◆ Dataset ◆
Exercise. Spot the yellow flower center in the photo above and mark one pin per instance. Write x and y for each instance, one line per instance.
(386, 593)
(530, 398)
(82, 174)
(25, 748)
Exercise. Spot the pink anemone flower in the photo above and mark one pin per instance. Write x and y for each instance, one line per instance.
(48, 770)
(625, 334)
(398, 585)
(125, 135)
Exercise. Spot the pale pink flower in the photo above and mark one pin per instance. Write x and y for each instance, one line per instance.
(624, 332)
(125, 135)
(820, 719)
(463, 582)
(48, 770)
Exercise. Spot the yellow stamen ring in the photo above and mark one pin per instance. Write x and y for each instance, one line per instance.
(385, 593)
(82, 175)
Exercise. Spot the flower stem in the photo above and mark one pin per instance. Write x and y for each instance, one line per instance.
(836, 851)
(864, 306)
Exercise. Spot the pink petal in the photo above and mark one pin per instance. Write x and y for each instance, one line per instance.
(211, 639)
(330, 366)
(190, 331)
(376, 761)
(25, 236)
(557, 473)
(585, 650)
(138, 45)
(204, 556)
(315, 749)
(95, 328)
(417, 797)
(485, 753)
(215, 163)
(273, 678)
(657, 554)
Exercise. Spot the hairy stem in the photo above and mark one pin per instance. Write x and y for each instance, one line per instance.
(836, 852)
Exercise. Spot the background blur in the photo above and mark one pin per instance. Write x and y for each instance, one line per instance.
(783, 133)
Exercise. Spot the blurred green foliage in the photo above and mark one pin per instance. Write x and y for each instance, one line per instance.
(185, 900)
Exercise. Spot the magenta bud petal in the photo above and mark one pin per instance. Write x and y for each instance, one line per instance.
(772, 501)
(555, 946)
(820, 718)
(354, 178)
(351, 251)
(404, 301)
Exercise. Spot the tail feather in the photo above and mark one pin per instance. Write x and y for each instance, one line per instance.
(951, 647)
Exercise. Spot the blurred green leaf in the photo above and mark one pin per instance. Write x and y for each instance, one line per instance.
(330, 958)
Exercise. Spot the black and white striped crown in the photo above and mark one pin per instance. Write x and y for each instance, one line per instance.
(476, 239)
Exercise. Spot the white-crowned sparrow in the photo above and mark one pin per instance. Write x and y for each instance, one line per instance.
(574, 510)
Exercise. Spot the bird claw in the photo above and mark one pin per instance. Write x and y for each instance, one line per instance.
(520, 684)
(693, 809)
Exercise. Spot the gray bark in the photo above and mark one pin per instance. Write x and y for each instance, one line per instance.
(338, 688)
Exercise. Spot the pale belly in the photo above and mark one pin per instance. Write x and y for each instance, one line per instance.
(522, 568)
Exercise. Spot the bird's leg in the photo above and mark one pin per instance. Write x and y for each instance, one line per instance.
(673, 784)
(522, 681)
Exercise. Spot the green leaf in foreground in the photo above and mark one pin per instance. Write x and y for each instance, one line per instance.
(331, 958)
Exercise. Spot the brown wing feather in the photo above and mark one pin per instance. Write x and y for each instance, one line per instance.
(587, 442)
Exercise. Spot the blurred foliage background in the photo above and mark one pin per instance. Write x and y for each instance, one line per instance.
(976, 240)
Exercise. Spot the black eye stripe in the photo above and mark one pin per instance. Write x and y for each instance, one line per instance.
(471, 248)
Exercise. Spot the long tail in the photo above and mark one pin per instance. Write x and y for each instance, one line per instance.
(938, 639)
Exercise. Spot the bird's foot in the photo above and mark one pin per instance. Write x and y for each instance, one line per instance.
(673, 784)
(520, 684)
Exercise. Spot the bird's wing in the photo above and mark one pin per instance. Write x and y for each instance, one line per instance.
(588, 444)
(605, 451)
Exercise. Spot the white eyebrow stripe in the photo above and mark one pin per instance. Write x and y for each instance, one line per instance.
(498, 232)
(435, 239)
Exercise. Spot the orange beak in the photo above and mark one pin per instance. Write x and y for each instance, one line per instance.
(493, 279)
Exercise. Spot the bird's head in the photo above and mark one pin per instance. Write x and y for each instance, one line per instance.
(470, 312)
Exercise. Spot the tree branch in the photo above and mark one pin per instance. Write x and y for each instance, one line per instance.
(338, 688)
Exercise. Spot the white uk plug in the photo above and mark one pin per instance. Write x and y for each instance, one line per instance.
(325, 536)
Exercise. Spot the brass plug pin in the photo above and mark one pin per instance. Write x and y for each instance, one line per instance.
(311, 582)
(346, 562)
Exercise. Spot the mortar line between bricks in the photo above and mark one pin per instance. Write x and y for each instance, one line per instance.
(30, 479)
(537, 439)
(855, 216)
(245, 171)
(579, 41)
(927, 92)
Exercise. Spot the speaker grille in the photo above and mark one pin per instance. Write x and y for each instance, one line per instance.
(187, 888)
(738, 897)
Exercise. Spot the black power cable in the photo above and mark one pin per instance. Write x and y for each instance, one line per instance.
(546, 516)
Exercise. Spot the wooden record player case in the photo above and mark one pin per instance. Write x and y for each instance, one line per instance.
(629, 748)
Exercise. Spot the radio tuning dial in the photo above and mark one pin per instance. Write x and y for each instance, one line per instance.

◆ Task instructions ◆
Write the entries again, exactly as they stand.

◆ Answer area ◆
Exercise. Spot the yellow flower center in the photo above and mark one pin per instance. Write x and y for each instance, one line per instance.
(386, 593)
(530, 398)
(82, 174)
(25, 748)
Exercise. Spot the pink anemone flower in the photo above and mark one pin per instance. Write x and y for each instance, one line per instance.
(48, 770)
(625, 334)
(398, 585)
(125, 135)
Exercise. Spot the pale pink flower in the photo above and mark one pin per instance. Write x and y for each instance, one line per instance.
(624, 332)
(125, 135)
(820, 719)
(463, 582)
(48, 770)
Exercise. Spot the yellow stamen ring in the photo above and mark one pin per instance. Write x and y for each instance, one line per instance.
(385, 593)
(82, 175)
Exercise. Spot the flower stem in the photo above and mark one pin per instance. Write x and y for each instance, one line per instance.
(836, 851)
(864, 306)
Exercise. Spot the pink petal in the photo above and mark one pin per instance. Write x and y for each instance, one line per instance.
(211, 639)
(330, 366)
(190, 331)
(376, 761)
(25, 236)
(557, 473)
(585, 650)
(138, 45)
(204, 556)
(315, 749)
(95, 328)
(417, 797)
(485, 753)
(215, 163)
(273, 678)
(657, 554)
Exercise. Spot the hairy stem in the photo above and mark one pin per instance. Write x and y for each instance, one line per instance.
(836, 852)
Exercise. Spot the background blur in the photo above and mark one pin per instance. Write x and y for each instance, one line per instance.
(783, 133)
Exercise. Spot the blurred green foliage in the photo above and mark one pin per instance. Write x and y for each instance, one line per instance.
(185, 900)
Exercise. Spot the magenta bud petal in the photo above and mark one pin per instance. Write x and y for each instance, one line per instance.
(772, 501)
(555, 946)
(820, 718)
(354, 178)
(351, 251)
(404, 301)
Exercise. Spot the tail feather in the photo above and mark one pin per instance. Write x and y for each instance, one line per instance.
(951, 647)
Exercise. Spot the blurred green leaf in the photo above and mark one pin per instance. Write x and y for each instance, one line per instance.
(330, 958)
Exercise. Spot the black and white striped crown in the photo above and mark one pin per instance. Write x and y for each instance, one line per instance.
(476, 239)
Exercise. Spot the white-crowned sparrow in the photo above and mark one pin per instance. Write x and y for each instance, one line per instance.
(574, 510)
Exercise. Spot the bird claw in the photo above and mark one pin per instance. Write x and y for each instance, one line per instance.
(520, 684)
(693, 809)
Exercise. Spot the gray bark in the photo above and mark one pin per instance. Write x and y for each instance, one line per instance.
(338, 688)
Exercise. Spot the pale belly in the photo above and mark one pin per instance. Write x and y for each instance, one line per instance.
(522, 568)
Exercise. Spot the bird's leg in the photo above and mark one pin per instance. Write x and y for each instance, one line per instance.
(673, 784)
(522, 681)
Exercise. Spot the green leaf in foreground in the photo above and mark one pin per instance. Write x and y for each instance, one line per instance.
(331, 958)
Exercise. Spot the brown wing feather in the photo above and mark one pin per instance. Write x and y for each instance, one line per instance.
(587, 442)
Exercise. Spot the blurred foliage background in the photo above and mark one pin per instance. Write x and y for each instance, one line per instance.
(976, 240)
Exercise. Spot the black eye stripe in the photo above and mark one pin per instance. Write x and y for each instance, one line per instance.
(471, 248)
Exercise. Spot the long tail in the photo above and mark one pin per instance. Write x and y for each instance, one line per instance.
(938, 639)
Exercise. Spot the bird's foot in the photo above and mark one pin per instance. Write x and y for each instance, one line per instance.
(673, 784)
(520, 684)
Exercise. Spot the bird's wing in the photo above and mark one pin per instance. Write x and y for each instance, one line per instance.
(588, 444)
(605, 451)
Exercise. Spot the white eyebrow stripe in the photo above and mark one pin per instance. Write x and y for each instance, one line per instance.
(498, 232)
(435, 239)
Exercise. Spot the orange beak in the photo above and mark one pin per instance. Write x and y for each instance, one line per instance.
(493, 279)
Exercise. Spot the bird's head in the photo above and mark one pin per instance. Write x and y for each instance, one line per instance.
(470, 312)
Exercise. Spot the tree branch in the photo above and mark one pin per instance. Write x and y for each instance, one line per instance.
(338, 688)
Exercise. Spot the white uk plug in the photo above and mark one pin per instance. Write x and y for each instance, one line per instance.
(325, 536)
Exercise. Spot the brass plug pin in the photo above and mark one pin per instance. Write x and y for each instance, one line per instance.
(311, 582)
(346, 562)
Exercise. Spot the mortar line between bricks in the photo above and mark one pin per instance. Write x and y for each instance, one line per instance.
(30, 479)
(537, 439)
(855, 216)
(245, 171)
(579, 41)
(927, 92)
Exercise. Spot the speaker grille in the photo above and mark one pin per instance. Write x and y for each instance, one line per instance.
(187, 888)
(738, 897)
Exercise. Spot the black power cable in the photo above and mark one pin per instance. Write x and y for each instance, one line per instance.
(546, 516)
Exercise. Spot the wooden record player case in the photo above and mark one pin per instance. Write x and y for each instance, one line per instance.
(629, 748)
Exercise. Spot the radio tuning dial in the photo above and mark one pin per instance. Write x and y for each instance, one line per instance.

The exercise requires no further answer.